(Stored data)
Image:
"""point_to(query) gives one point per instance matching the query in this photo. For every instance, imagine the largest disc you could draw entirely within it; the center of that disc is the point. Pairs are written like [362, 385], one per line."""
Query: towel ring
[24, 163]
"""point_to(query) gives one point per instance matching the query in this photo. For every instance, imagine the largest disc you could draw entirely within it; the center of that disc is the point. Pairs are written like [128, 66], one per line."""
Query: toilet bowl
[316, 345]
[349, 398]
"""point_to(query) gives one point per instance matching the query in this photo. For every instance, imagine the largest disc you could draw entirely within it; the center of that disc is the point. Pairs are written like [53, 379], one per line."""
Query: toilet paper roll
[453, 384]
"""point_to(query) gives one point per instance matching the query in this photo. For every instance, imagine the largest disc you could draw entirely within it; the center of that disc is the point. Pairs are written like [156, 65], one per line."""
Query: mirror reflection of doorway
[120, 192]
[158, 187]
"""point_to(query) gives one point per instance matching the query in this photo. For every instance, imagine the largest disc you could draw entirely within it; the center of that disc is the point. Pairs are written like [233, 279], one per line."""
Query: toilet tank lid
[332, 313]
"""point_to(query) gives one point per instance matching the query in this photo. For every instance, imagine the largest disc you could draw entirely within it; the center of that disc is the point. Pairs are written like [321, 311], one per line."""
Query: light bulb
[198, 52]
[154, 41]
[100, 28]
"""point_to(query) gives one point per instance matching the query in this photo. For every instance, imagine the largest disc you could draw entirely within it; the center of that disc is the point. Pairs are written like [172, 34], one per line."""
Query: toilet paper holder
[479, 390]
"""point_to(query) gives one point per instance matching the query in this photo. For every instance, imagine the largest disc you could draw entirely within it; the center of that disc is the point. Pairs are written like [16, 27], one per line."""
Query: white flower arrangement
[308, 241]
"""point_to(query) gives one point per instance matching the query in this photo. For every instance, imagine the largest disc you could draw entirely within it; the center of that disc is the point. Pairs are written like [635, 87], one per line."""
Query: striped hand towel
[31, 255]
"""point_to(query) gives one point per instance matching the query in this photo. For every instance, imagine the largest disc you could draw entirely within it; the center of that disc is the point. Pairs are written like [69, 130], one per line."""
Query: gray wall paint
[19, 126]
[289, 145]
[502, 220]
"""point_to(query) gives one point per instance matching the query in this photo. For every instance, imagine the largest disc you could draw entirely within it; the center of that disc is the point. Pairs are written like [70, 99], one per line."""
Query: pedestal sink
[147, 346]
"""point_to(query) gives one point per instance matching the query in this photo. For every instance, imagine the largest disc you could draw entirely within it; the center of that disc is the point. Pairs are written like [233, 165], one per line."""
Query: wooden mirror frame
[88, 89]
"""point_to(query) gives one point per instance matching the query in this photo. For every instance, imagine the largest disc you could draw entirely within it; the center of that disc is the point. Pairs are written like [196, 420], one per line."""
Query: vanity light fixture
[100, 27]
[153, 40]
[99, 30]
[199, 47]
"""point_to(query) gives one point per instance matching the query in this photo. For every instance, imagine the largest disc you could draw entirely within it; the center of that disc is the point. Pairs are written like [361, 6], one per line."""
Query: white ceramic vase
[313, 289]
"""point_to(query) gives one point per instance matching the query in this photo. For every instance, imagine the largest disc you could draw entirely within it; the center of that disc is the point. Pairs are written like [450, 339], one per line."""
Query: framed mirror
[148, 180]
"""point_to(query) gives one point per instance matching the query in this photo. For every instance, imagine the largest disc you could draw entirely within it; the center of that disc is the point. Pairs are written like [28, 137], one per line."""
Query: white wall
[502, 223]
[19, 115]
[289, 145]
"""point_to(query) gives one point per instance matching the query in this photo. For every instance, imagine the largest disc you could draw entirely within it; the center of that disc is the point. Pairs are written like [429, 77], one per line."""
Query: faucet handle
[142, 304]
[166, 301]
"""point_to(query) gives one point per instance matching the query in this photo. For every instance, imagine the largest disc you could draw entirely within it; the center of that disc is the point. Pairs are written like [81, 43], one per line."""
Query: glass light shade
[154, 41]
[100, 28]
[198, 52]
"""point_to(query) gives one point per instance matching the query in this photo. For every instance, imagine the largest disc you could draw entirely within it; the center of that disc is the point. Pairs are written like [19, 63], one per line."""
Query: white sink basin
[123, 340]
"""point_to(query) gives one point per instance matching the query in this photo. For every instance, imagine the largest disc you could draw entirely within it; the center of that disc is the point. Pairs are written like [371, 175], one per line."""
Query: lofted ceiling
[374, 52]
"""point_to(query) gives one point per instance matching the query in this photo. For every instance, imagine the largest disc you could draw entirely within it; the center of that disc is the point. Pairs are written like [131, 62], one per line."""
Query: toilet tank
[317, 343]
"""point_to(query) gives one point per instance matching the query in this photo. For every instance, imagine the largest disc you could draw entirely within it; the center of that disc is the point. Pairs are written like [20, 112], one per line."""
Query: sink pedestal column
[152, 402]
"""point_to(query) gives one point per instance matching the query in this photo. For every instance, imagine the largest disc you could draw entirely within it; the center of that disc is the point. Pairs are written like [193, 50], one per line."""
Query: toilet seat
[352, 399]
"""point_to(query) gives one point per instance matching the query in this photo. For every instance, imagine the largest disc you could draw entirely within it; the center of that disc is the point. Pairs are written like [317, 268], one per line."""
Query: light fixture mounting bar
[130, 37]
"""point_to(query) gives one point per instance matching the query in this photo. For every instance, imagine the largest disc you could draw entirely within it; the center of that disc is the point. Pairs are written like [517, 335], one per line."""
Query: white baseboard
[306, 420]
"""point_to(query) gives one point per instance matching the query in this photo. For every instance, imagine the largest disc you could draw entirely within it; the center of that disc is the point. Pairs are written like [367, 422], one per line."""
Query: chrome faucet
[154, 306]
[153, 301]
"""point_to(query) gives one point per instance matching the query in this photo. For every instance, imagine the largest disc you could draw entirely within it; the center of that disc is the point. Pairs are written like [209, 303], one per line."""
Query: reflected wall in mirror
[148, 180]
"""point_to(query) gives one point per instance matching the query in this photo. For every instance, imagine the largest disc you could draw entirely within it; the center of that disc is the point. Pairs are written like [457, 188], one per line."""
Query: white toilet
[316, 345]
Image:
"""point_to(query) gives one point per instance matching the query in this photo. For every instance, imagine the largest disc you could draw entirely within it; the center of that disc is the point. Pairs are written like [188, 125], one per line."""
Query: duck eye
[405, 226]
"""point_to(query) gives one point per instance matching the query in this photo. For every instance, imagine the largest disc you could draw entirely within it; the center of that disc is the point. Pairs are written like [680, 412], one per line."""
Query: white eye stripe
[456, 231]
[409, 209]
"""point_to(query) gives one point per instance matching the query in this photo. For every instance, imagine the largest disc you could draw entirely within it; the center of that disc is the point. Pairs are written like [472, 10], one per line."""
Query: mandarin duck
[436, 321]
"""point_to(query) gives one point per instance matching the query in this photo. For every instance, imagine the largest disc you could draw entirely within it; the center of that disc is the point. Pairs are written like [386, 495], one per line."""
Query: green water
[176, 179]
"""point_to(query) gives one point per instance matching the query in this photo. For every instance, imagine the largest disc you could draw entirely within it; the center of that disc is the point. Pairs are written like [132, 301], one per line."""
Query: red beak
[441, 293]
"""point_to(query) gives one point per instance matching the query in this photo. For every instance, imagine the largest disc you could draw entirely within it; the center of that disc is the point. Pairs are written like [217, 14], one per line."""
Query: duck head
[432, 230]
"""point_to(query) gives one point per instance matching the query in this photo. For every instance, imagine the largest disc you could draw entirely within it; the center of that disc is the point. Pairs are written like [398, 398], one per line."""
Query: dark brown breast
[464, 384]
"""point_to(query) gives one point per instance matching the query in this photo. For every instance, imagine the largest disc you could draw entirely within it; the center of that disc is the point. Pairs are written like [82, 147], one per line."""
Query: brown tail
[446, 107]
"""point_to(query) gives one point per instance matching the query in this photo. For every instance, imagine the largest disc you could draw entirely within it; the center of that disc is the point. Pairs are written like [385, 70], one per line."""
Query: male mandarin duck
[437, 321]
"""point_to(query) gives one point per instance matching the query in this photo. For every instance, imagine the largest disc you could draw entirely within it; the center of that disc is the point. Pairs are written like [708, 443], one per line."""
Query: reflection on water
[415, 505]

---

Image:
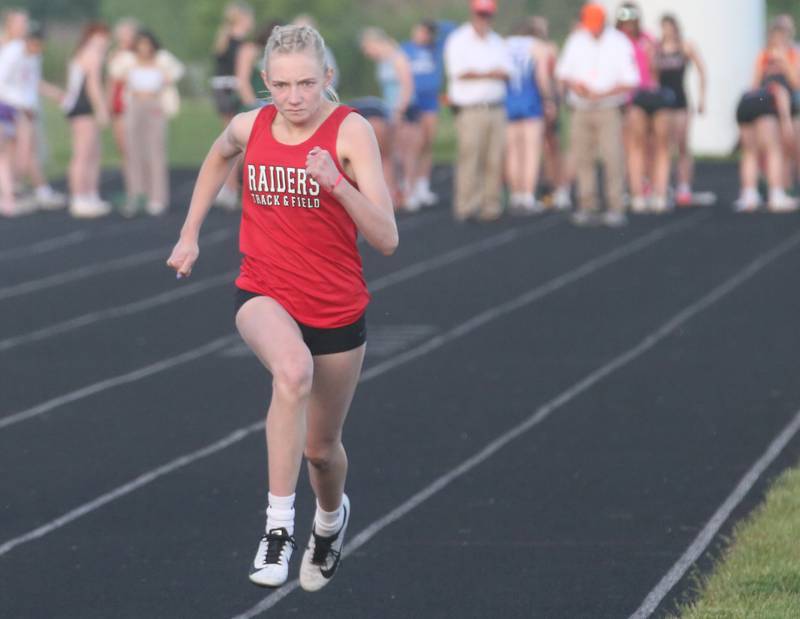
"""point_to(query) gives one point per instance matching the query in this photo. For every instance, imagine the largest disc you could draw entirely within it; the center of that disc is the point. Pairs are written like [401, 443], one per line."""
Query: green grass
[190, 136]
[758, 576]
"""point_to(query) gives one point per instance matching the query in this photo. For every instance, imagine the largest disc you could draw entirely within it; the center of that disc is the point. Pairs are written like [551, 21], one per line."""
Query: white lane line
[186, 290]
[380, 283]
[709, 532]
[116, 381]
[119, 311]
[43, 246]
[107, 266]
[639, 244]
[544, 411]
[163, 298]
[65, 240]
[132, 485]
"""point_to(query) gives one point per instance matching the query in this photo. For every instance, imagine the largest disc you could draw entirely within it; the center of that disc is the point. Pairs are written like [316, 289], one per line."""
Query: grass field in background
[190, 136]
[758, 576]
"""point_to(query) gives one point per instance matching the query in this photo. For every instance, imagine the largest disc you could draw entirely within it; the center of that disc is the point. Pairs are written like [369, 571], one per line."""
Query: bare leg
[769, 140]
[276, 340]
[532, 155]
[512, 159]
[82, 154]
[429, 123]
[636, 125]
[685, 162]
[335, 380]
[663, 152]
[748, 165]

* * *

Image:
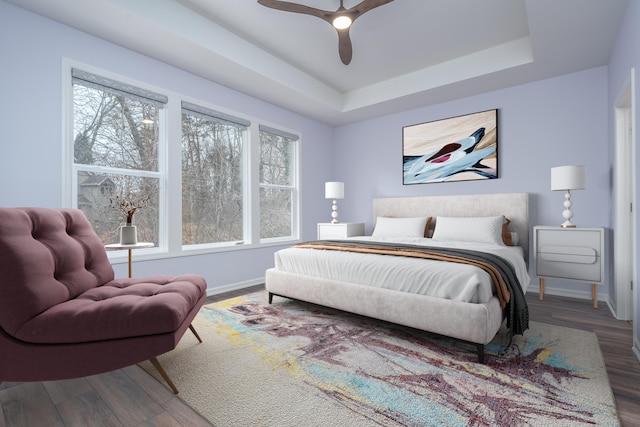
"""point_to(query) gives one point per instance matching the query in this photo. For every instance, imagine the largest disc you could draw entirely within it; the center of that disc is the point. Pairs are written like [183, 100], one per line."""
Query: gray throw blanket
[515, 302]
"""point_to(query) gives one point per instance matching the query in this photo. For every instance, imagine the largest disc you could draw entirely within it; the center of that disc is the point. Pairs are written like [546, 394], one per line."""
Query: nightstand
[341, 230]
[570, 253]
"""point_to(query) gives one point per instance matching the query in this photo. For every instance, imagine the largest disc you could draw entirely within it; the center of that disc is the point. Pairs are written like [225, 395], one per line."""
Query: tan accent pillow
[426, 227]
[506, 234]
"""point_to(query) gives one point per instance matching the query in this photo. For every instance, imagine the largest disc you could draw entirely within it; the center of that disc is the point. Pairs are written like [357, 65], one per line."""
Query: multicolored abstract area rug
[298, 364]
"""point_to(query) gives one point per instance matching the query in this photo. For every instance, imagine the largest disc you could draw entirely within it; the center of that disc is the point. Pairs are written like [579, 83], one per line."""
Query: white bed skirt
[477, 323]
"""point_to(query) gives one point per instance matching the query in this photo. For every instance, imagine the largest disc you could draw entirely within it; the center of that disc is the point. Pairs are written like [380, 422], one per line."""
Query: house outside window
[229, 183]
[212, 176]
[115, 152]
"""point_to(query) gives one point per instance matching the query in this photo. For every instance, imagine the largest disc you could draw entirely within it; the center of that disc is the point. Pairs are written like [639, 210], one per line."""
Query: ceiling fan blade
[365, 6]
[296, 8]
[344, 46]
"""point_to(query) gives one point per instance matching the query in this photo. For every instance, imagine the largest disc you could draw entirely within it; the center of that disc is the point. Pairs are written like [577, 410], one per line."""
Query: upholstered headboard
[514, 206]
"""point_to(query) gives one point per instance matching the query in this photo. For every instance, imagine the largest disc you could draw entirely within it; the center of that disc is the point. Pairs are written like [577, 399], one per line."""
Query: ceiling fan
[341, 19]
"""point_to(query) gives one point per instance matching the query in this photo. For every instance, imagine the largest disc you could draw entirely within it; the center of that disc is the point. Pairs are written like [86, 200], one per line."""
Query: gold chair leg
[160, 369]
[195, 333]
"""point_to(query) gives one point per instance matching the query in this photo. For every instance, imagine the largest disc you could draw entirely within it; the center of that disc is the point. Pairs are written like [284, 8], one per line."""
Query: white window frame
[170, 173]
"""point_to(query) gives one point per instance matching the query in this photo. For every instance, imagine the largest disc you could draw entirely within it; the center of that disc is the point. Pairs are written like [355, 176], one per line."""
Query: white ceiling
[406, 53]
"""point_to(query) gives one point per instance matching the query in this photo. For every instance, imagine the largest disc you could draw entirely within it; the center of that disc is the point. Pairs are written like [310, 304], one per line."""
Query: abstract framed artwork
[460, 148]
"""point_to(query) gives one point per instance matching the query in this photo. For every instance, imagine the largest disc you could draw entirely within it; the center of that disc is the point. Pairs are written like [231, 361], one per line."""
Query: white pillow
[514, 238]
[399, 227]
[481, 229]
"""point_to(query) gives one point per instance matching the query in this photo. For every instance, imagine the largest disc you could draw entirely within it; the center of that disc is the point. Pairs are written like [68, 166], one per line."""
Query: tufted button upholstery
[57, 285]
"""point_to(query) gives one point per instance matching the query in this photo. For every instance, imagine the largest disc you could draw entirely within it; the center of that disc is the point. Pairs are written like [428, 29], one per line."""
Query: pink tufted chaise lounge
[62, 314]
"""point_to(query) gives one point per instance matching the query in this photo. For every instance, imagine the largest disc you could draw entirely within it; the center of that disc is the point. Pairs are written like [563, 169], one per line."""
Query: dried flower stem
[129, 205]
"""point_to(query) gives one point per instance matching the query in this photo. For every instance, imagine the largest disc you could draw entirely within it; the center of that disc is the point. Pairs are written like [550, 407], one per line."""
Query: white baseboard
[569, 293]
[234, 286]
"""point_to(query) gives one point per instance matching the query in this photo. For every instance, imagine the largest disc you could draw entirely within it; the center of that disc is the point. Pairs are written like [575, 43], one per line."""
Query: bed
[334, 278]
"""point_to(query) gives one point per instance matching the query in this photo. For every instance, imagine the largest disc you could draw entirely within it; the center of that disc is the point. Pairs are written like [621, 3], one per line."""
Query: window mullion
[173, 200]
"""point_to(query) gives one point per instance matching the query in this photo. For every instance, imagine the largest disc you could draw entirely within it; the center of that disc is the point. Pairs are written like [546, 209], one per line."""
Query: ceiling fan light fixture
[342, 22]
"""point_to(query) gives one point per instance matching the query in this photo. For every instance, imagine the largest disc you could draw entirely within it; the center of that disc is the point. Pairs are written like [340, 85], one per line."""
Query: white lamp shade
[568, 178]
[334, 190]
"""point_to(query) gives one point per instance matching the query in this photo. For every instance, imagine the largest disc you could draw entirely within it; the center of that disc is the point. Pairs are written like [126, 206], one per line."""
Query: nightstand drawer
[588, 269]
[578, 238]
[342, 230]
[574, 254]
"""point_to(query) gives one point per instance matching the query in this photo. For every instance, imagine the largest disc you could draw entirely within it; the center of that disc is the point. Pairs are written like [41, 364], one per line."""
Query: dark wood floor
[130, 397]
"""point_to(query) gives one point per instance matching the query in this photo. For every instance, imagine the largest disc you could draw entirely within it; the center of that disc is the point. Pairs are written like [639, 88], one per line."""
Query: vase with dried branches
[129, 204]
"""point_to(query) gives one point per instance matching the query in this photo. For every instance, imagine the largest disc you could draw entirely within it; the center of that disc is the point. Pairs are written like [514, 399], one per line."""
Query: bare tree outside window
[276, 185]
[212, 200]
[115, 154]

• **What is asked**
Please pull out each line of the records that contains the word "duck".

• **Exercise solution**
Query: duck eye
Query: mandarin duck
Query: duck head
Query: male mandarin duck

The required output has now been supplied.